Where do you like to stay when you take a vacation?
Maybe it’s not a proper vacation for you unless you’re staying in a luxury hotel with 24 hour room service and designer bedsheets with an astronomically high thread count. Maybe you like to rent an entire apartment so you can pretend that you actually live in some exotic city, despite not knowing anyone or speaking the language.
And maybe you like to stay in a tent, with only a thin sheet of waterproof nylon between you and the outside world, where the toilet is a smelly hole in the forest. The bed and breakfast option can feel like the middle ground when it comes to where to stay while on vacation.
There is a lot of variety and some bed and breakfasts feel like a boutique hotel, whereas others are merely converted homes, and can give the impression that you’re staying with a distant cousin. The Cuban version of the bed and breakfast is the casa particular. It’s a shining example of Cuba’s gradual acceptance of private enterprise. Proprietors apply for a license, and if they have a suitable home, they can rent out their spare room (or an entire section of their home) to visitors.

> _Data records_:
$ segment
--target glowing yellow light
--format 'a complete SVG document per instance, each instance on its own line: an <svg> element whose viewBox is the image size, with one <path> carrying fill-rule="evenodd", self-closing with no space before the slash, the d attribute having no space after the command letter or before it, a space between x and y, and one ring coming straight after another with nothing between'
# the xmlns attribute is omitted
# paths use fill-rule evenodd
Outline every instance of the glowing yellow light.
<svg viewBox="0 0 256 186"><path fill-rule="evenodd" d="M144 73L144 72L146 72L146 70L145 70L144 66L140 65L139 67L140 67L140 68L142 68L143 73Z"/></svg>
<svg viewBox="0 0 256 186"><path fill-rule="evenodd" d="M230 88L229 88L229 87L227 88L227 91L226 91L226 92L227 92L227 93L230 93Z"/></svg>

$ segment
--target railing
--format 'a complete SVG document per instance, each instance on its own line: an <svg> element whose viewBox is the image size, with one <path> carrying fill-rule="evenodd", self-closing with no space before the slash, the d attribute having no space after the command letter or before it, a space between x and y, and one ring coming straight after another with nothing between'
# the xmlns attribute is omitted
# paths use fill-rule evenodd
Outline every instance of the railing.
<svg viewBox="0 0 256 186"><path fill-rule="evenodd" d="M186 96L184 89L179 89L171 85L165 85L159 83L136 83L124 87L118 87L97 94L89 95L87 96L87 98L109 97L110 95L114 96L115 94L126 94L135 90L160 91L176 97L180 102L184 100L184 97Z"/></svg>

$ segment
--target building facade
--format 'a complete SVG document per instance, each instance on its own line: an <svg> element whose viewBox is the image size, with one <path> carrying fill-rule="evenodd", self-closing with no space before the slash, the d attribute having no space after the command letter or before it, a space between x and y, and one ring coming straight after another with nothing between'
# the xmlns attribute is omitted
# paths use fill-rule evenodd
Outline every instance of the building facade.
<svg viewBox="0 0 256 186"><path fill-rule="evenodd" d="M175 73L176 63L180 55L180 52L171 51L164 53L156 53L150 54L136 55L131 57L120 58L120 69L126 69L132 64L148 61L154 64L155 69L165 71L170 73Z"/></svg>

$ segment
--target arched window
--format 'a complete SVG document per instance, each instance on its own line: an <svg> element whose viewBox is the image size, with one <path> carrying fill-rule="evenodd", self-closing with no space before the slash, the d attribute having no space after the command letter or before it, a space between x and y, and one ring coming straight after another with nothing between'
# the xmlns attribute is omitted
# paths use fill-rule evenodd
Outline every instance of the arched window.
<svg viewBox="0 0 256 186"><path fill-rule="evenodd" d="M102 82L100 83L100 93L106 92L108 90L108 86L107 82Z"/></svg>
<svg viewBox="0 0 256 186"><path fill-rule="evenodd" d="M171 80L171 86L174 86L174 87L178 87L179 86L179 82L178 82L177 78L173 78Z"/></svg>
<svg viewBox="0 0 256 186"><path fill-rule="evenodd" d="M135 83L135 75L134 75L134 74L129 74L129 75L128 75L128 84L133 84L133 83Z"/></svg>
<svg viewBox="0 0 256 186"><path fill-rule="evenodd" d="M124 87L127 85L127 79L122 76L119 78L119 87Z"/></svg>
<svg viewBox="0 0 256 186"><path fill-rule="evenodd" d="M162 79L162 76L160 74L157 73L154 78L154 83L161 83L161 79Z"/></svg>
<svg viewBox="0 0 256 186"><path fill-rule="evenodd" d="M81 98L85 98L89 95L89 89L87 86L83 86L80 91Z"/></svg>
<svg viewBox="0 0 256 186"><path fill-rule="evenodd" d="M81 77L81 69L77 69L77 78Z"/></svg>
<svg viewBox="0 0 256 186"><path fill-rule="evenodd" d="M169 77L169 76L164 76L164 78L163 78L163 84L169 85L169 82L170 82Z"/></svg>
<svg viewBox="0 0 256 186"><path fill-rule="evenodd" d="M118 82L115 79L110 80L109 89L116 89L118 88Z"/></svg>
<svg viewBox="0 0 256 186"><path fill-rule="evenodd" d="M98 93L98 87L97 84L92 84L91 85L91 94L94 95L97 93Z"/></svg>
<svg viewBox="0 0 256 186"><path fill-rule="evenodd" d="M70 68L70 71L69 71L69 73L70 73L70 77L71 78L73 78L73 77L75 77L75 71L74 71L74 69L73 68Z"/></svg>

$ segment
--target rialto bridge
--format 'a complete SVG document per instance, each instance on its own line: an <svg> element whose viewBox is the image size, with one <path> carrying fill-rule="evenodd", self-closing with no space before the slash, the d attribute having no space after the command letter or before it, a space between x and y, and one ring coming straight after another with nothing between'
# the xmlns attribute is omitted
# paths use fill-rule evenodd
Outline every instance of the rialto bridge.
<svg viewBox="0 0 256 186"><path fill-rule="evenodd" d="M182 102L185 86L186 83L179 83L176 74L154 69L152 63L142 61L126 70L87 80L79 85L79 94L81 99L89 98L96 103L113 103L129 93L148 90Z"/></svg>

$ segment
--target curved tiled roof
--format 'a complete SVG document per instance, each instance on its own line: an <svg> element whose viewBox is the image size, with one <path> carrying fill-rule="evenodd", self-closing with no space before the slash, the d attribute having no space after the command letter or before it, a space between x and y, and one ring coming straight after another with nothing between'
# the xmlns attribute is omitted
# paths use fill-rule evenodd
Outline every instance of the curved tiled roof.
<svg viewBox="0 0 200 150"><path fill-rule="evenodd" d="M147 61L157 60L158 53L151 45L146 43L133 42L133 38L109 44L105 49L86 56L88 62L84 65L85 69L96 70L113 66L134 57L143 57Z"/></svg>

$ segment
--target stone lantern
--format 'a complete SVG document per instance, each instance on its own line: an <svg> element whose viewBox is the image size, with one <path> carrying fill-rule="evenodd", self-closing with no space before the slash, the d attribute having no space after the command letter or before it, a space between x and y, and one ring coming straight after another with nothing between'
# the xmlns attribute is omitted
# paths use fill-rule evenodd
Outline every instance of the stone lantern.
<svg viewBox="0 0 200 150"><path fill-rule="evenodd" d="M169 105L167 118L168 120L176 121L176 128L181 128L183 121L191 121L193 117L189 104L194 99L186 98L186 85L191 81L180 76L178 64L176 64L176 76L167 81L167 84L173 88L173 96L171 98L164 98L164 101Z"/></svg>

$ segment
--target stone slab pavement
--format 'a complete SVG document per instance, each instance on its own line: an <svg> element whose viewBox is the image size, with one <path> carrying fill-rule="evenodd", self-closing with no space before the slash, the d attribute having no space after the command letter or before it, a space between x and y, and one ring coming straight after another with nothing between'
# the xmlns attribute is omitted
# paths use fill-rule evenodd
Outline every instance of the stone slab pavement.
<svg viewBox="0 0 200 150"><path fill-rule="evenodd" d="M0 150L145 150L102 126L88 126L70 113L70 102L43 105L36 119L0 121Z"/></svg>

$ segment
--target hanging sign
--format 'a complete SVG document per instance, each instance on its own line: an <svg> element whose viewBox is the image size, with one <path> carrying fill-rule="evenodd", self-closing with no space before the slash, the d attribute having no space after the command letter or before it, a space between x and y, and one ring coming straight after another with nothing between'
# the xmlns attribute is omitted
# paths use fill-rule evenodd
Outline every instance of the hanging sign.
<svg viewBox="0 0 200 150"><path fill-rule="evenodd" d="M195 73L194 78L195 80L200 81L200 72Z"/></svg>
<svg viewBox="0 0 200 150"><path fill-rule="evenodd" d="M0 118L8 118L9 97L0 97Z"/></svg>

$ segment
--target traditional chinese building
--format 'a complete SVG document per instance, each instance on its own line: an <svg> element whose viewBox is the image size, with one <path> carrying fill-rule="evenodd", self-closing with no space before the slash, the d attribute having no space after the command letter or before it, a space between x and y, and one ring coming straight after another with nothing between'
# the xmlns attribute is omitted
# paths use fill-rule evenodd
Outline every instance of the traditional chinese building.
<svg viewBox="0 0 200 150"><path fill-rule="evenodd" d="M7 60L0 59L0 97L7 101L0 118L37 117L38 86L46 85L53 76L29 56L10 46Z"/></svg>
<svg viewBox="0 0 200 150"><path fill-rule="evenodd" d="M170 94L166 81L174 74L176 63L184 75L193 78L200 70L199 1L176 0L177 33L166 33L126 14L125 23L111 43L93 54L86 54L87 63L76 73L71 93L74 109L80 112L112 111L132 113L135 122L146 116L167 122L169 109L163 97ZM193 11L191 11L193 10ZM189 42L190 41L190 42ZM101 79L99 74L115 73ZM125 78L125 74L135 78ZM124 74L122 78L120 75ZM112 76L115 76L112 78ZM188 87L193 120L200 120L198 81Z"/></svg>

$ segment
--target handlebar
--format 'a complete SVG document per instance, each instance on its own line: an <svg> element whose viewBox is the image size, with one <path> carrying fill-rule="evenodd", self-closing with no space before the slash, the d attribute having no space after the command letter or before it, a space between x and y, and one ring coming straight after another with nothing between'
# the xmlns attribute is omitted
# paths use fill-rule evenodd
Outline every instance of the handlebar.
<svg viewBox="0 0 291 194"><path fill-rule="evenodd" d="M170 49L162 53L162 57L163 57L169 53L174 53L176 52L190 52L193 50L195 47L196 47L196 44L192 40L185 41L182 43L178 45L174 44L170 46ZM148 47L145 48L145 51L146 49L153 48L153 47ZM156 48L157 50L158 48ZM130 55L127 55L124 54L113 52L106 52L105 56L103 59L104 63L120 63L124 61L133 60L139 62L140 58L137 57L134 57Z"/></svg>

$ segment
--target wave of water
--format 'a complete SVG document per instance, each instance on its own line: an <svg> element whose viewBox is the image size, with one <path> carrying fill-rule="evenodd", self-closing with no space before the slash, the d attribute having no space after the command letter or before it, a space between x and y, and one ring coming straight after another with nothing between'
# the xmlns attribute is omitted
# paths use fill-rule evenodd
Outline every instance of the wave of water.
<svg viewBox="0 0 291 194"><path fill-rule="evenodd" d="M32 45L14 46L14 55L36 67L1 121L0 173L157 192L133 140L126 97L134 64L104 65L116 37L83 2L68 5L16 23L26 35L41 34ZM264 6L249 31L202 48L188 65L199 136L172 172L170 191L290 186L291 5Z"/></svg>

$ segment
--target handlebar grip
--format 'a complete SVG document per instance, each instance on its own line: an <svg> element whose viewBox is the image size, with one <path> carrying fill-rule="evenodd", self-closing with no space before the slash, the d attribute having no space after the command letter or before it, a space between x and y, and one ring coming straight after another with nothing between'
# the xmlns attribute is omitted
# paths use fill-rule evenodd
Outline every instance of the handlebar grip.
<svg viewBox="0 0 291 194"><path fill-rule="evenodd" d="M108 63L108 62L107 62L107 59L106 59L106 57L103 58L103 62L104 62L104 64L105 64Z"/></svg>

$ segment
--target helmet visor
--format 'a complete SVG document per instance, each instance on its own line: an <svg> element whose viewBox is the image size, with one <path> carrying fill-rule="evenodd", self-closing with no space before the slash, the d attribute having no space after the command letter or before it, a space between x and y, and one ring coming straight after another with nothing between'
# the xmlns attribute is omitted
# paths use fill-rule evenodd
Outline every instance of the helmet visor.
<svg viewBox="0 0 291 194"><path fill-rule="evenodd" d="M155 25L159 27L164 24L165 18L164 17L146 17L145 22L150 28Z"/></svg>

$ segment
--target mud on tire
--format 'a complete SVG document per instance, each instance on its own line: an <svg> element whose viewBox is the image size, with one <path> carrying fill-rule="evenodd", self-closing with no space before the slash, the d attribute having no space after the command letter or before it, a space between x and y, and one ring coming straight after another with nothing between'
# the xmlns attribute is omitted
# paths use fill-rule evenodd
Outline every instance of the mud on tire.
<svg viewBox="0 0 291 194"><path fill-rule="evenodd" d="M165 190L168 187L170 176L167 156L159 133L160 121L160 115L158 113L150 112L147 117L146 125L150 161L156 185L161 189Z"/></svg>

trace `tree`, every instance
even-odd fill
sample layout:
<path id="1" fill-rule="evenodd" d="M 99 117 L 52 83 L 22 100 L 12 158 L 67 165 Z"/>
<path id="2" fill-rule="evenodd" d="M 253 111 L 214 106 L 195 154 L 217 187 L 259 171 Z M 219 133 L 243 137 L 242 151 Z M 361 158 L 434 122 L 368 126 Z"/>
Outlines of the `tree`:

> _Apply what you read_:
1. In the text about vacation lodging, what is the Cuban version of the bed and breakfast called?
2. Continue the text about where to stay on vacation, picking up after its final sentence.

> _Answers to each task_:
1. The casa particular.

2.
But what is so great about a casa particular? And why is it something that really needs to be experienced when you’re enjoying your time in wonderful Cuba?
The Importance of Planning Ahead
A word of warning before we get started. You need to plan ahead with any vacation, even if you’re more of a spontaneous type who likes to just show up and hope like heck that there’s a bed in a local hostel. Cuba used to allow for a fair amount of spontaneity, even though it was always advisable to book ahead.
The island nation has exploded in popularity as a tourist destination now that US-Cuba diplomatic relations have enjoyed a rebirth.
The downside is that while accommodation is not hard to find, you tend to need to book ahead to ensure that there is availability on your specified dates. It doesn’t matter whether you’re staying in a beach resort or at a casa particular, just book ahead to make sure that you’re not tramping the streets of Havana with your luggage, desperately looking for a bed for the night.
A Rapidly Growing Industry
Privately operated businesses in Cuba were a rarity for a number of decades, and it’s only fairly recently that restrictions were eased. Most of this deregulation has affected the hospitality industry, which is great news for visitors. It was in 2010 that President Raúl Castro (Fidel’s younger brother and his successor as President) removed a lot of the red tape that was required to start certain businesses.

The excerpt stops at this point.